Count the lines below that contain the word "loudspeaker", and state only that number.
======
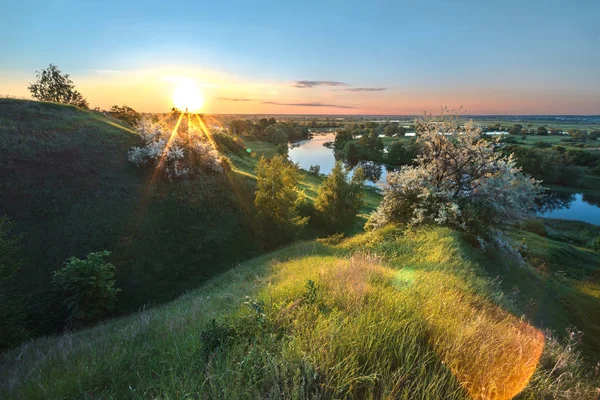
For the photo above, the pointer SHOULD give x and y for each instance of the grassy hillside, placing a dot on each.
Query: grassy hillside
(66, 182)
(419, 314)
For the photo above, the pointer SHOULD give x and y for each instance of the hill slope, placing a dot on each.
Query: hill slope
(66, 182)
(382, 314)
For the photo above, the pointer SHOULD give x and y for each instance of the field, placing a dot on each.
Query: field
(67, 185)
(414, 315)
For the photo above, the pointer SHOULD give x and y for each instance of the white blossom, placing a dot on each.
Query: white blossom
(459, 180)
(178, 157)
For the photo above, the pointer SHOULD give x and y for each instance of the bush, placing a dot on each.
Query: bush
(12, 315)
(125, 114)
(534, 226)
(225, 143)
(277, 200)
(338, 200)
(175, 155)
(402, 153)
(52, 85)
(542, 145)
(90, 287)
(459, 180)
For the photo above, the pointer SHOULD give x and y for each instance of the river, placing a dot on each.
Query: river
(559, 205)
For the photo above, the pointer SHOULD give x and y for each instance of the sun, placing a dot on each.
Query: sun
(187, 96)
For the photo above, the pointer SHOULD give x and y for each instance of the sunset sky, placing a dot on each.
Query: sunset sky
(505, 57)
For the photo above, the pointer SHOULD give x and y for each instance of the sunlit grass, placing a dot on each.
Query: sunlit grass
(381, 315)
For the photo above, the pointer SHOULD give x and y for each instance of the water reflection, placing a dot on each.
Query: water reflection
(315, 152)
(559, 205)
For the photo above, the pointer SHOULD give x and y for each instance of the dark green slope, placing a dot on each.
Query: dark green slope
(66, 183)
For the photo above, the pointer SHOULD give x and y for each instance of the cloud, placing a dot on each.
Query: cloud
(365, 89)
(234, 99)
(313, 104)
(310, 84)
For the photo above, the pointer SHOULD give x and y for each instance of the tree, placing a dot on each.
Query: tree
(459, 180)
(579, 135)
(516, 129)
(338, 200)
(277, 200)
(89, 286)
(402, 153)
(52, 85)
(276, 135)
(126, 114)
(12, 313)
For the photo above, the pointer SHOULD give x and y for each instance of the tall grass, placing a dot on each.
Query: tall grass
(381, 315)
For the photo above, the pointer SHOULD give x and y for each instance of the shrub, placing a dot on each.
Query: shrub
(227, 143)
(402, 153)
(459, 180)
(534, 226)
(12, 328)
(52, 85)
(226, 163)
(277, 200)
(90, 287)
(542, 145)
(338, 200)
(125, 114)
(173, 154)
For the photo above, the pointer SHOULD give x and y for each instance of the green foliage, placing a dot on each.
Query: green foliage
(67, 185)
(515, 129)
(277, 200)
(551, 166)
(402, 153)
(314, 169)
(424, 320)
(12, 313)
(225, 143)
(10, 244)
(52, 85)
(534, 226)
(125, 114)
(338, 200)
(276, 134)
(89, 286)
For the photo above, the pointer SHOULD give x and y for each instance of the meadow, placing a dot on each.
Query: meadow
(208, 311)
(419, 314)
(68, 187)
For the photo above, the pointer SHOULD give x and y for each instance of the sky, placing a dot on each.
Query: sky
(325, 57)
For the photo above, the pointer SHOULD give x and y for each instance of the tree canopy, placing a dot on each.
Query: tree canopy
(52, 85)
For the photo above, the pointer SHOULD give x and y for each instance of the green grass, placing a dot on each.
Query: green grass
(66, 182)
(382, 314)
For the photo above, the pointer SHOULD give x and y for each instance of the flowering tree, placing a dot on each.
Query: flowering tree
(173, 154)
(459, 180)
(52, 85)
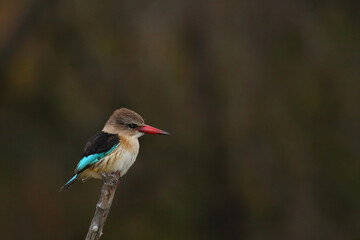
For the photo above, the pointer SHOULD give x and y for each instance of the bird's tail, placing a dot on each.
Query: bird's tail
(69, 183)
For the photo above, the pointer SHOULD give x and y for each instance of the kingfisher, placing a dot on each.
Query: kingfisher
(115, 148)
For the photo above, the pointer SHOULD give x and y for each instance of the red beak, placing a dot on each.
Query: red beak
(151, 130)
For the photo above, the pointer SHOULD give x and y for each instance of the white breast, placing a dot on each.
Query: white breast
(124, 156)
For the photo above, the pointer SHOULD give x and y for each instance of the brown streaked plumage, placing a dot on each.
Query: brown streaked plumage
(115, 148)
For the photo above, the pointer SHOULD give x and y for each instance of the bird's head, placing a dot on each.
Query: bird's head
(127, 122)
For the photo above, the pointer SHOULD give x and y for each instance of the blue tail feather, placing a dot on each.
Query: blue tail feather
(69, 183)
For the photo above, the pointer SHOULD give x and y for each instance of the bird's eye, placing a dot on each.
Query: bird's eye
(131, 125)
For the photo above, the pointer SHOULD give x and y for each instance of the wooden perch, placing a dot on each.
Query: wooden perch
(103, 206)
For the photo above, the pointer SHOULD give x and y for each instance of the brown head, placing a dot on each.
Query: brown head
(127, 122)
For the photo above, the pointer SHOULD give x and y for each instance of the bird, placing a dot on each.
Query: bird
(114, 149)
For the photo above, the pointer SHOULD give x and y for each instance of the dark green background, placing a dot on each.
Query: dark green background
(261, 98)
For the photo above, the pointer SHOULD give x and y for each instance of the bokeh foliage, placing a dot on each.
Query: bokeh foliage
(261, 97)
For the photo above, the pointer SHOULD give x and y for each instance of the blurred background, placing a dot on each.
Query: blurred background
(261, 98)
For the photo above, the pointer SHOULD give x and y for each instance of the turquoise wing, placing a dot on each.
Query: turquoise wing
(87, 161)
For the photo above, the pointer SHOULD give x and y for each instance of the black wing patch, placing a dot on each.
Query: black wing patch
(100, 142)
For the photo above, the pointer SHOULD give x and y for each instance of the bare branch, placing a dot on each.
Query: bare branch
(103, 206)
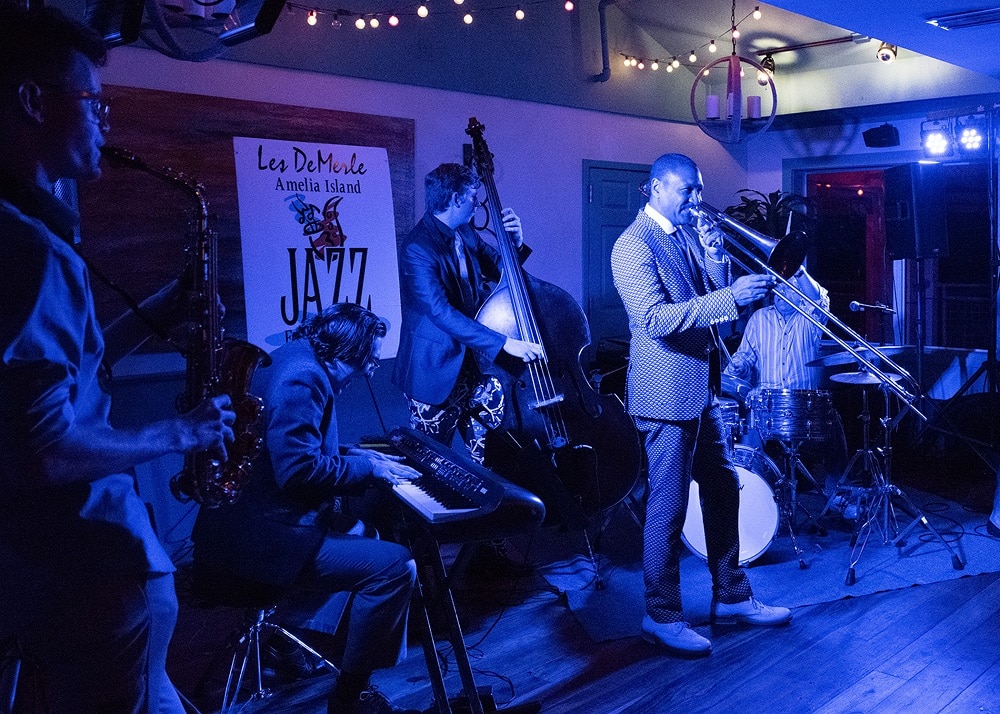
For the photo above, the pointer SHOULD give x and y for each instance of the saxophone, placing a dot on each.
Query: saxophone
(215, 365)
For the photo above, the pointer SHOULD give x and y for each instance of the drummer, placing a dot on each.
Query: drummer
(776, 347)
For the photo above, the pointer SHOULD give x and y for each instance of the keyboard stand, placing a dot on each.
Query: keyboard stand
(433, 595)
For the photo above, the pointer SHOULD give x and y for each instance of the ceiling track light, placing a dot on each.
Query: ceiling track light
(886, 52)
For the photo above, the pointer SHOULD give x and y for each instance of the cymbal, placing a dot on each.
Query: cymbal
(845, 357)
(861, 378)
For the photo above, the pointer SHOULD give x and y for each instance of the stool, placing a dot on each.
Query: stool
(223, 588)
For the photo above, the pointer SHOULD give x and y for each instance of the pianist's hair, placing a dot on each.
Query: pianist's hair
(343, 331)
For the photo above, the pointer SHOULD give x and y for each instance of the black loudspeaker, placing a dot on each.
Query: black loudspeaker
======
▶ [SOLUTION]
2